Data supplied:
# # #

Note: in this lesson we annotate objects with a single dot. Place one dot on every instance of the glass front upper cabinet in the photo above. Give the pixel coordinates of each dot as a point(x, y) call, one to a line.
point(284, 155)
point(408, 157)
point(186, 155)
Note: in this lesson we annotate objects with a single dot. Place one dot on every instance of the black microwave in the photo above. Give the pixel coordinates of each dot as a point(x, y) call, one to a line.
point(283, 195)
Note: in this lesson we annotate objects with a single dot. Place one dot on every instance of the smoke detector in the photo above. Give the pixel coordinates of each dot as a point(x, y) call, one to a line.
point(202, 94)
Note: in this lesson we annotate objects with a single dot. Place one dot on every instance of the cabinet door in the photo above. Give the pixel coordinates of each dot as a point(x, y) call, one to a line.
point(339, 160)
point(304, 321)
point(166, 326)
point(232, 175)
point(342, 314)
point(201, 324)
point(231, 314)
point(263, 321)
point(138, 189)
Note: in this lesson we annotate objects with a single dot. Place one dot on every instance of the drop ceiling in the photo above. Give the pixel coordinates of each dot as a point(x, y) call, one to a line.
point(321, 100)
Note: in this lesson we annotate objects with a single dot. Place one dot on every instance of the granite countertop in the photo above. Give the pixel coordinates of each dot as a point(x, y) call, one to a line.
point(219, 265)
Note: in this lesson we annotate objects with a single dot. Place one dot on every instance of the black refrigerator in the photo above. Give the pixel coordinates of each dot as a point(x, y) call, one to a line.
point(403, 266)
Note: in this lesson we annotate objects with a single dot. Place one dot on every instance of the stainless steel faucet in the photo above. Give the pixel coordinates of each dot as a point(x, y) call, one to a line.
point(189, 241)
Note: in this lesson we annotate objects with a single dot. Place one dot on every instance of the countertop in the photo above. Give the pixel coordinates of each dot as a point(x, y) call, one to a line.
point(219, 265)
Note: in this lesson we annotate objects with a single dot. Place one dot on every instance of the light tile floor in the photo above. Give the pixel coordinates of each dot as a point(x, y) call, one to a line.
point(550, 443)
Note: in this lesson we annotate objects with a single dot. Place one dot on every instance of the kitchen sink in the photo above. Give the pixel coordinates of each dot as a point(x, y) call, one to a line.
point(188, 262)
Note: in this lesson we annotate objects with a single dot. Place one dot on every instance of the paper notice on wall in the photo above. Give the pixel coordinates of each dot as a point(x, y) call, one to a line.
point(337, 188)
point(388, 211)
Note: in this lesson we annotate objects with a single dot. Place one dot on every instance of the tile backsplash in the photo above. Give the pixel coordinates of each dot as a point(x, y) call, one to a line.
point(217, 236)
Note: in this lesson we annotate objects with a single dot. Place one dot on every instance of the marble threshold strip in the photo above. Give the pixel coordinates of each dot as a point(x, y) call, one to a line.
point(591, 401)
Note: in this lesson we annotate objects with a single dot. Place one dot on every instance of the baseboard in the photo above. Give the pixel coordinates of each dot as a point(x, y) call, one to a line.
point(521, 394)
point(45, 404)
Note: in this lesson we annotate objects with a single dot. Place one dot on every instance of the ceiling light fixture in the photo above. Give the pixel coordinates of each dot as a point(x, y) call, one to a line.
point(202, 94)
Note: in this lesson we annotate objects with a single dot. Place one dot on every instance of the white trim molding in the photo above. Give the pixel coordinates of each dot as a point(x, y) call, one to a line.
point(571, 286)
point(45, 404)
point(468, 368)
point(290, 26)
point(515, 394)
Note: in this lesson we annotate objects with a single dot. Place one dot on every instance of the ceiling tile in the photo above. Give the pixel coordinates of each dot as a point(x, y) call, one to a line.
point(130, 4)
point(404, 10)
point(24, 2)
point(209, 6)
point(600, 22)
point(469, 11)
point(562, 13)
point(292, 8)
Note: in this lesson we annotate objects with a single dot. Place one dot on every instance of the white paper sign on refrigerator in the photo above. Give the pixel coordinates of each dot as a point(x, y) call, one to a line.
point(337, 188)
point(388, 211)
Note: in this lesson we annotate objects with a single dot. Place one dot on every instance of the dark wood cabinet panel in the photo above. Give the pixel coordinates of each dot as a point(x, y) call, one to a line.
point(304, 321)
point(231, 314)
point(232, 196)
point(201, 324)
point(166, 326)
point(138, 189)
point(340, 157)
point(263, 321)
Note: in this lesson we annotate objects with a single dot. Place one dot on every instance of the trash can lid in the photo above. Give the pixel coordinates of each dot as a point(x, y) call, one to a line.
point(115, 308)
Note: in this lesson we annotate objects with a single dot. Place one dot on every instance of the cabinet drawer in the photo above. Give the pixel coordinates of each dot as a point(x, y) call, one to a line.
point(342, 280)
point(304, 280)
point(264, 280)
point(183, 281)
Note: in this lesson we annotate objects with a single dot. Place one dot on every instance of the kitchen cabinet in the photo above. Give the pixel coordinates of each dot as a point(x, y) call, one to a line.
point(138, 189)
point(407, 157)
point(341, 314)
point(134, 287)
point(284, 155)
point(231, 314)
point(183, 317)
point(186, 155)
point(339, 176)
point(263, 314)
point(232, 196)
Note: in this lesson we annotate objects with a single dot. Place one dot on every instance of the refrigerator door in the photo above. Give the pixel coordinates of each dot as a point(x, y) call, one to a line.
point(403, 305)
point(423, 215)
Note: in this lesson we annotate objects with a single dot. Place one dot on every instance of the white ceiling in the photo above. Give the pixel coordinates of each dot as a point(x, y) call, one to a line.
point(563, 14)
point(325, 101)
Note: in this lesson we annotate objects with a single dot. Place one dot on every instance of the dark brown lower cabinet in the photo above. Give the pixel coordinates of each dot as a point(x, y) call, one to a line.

# # #

Your objective: Return, character for character, everything in the material from the line containing "the white paper" down to the line containing "point(325, 101)", including both of those lines.

Written answer:
Note: in this lesson we annotate objects with a single dot. Place one dot on every instance of the white paper sign on refrigerator in the photo above. Give the pixel coordinates of each dot as a point(x, y) call, one to a line.
point(337, 188)
point(388, 211)
Note: in this lesson we annotate objects with a single dot. Place one dot on every instance of the dark wood cabinet panel in the photo above. Give the pixel coordinates of each dot as a point(x, y) call, one to a line.
point(304, 321)
point(231, 314)
point(232, 196)
point(201, 324)
point(166, 326)
point(138, 189)
point(340, 157)
point(263, 321)
Note: in this lesson we annotate objects with a single dot. Place one dot on every instance of the trash can lid in the photo above. Give the pixel coordinates of each dot as a point(x, y) call, one to a line.
point(115, 308)
Note: in this lesson we annotate objects with a single dot. Place one dot on every instance of the cabinet drawer in the photo above. Give the pixel coordinates of each dot as a point(x, y) call, one to a line.
point(342, 280)
point(304, 280)
point(264, 280)
point(183, 281)
Note: in this lesson we annotate objects with a single dot. Place one dot on every instance of the kitchen cabinet in the photo above. Give the pixel coordinates of each dot as a point(x, y) call, one to a line.
point(138, 189)
point(407, 157)
point(341, 314)
point(134, 287)
point(284, 155)
point(231, 314)
point(183, 317)
point(186, 155)
point(339, 176)
point(263, 314)
point(232, 196)
Note: in this lesson we annotate objects with a single dot. Place one dot on every instance of the refrigerator door in the photo above. Give the pixel coordinates of each dot as a point(x, y) call, one to a line.
point(403, 305)
point(423, 215)
Note: in this lesson we annotate objects with a single dot. Place one dot on every instance of the white ceiling in the photo above. Give the pixel coordinates of each dot as a point(x, y) call, one to a line.
point(563, 14)
point(325, 101)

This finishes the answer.